[Excerpt from a dataset]
## BEGIN

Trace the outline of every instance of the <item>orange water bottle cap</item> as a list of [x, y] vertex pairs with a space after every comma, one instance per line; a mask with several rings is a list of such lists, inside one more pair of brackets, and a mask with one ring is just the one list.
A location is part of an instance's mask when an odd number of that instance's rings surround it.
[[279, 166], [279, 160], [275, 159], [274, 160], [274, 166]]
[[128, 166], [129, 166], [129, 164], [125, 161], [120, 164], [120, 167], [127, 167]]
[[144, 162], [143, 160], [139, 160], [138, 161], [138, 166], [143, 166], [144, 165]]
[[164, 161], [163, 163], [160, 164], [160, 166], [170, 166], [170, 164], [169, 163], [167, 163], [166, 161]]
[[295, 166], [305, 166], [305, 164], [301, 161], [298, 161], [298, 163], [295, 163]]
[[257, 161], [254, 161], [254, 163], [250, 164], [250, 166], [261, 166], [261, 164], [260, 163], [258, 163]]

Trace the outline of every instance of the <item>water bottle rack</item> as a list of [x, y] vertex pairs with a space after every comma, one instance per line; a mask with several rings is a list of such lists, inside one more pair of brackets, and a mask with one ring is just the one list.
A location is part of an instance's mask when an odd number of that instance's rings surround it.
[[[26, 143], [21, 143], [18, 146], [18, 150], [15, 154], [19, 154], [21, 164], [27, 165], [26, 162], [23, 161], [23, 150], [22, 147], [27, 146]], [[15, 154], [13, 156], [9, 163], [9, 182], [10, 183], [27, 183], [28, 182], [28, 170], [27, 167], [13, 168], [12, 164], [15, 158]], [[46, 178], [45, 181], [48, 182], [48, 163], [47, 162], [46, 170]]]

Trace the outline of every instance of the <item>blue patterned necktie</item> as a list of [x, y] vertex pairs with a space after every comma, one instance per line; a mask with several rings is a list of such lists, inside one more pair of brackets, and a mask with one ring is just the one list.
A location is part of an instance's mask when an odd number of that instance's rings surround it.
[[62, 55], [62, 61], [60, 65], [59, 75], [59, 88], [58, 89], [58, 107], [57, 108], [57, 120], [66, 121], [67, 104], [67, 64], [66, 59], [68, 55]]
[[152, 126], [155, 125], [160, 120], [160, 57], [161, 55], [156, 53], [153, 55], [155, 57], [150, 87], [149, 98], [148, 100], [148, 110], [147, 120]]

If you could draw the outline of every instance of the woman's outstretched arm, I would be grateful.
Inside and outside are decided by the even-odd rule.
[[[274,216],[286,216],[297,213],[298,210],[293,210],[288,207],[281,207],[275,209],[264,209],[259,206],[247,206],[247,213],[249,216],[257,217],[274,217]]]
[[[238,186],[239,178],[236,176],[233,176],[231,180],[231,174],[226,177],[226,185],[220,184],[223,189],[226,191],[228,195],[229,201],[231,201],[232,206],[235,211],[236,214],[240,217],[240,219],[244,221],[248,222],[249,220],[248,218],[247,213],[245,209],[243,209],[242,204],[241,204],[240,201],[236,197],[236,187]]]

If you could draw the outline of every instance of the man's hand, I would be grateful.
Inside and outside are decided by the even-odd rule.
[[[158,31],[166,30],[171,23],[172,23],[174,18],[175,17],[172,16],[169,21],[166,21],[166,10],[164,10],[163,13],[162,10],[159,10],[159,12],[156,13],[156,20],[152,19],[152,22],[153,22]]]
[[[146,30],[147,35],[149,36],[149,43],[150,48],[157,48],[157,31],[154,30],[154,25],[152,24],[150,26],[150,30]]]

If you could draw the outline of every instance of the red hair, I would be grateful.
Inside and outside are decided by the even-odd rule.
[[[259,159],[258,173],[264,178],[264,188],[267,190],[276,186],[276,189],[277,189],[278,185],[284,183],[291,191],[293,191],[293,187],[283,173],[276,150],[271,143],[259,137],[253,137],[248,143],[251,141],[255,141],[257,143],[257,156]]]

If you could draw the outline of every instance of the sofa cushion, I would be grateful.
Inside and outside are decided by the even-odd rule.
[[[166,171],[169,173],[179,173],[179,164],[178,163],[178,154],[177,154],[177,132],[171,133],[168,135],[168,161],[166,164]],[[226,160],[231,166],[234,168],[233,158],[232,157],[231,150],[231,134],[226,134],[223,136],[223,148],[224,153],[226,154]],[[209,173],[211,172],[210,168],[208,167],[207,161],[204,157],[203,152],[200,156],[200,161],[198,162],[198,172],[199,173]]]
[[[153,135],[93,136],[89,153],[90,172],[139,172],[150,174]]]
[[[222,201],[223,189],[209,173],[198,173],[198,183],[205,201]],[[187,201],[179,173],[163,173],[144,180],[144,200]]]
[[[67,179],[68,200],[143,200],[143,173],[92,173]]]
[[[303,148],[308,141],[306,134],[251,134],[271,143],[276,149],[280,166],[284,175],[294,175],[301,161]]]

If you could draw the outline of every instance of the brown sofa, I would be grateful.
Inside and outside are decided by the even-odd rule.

## END

**OBJECTIVE**
Copy everything from the first line down to the line containing "162], [46, 170]]]", changing "vertex pairs" to "coordinate pairs" and leaving all else untouched.

**EXPECTED ANSWER**
Trace the outline of every instance of the <item>orange water bottle cap</item> as a list of [x, y] coordinate pairs with a space after every comma, one instance per line; a mask with several rings is a list of such lists, inside one more pair of brackets, and a mask with one ring is just the one list.
A location is part of an instance's mask when an odd number of that instance's rings surround it.
[[279, 166], [279, 160], [275, 159], [274, 160], [274, 166]]
[[128, 166], [129, 166], [129, 164], [125, 161], [120, 164], [120, 167], [127, 167]]
[[144, 162], [143, 160], [139, 160], [138, 161], [138, 166], [143, 166], [144, 165]]
[[164, 161], [163, 163], [160, 164], [160, 166], [170, 166], [170, 164], [169, 163], [167, 163], [166, 161]]
[[295, 166], [305, 166], [305, 164], [301, 161], [298, 161], [298, 163], [295, 163]]
[[257, 161], [254, 161], [254, 163], [250, 164], [250, 166], [261, 166], [261, 164], [260, 163], [258, 163]]

Trace the outline of every instance of the <item>water bottle rack</item> as a list of [x, y] coordinate pairs with a space after every comma, one instance per line; a mask with several rings is a list of such lists, inside one more pair of brackets, and a mask with one ring is just the one list.
A location is part of an instance's mask when an odd number of that instance's rings surround it.
[[[26, 143], [21, 143], [18, 146], [18, 150], [15, 154], [19, 154], [21, 164], [27, 165], [26, 162], [23, 161], [23, 150], [22, 147], [27, 146]], [[15, 154], [13, 156], [9, 163], [9, 182], [10, 183], [27, 183], [28, 182], [28, 170], [27, 167], [13, 168], [12, 164], [15, 158]], [[46, 178], [45, 181], [48, 182], [48, 163], [47, 162], [46, 170]]]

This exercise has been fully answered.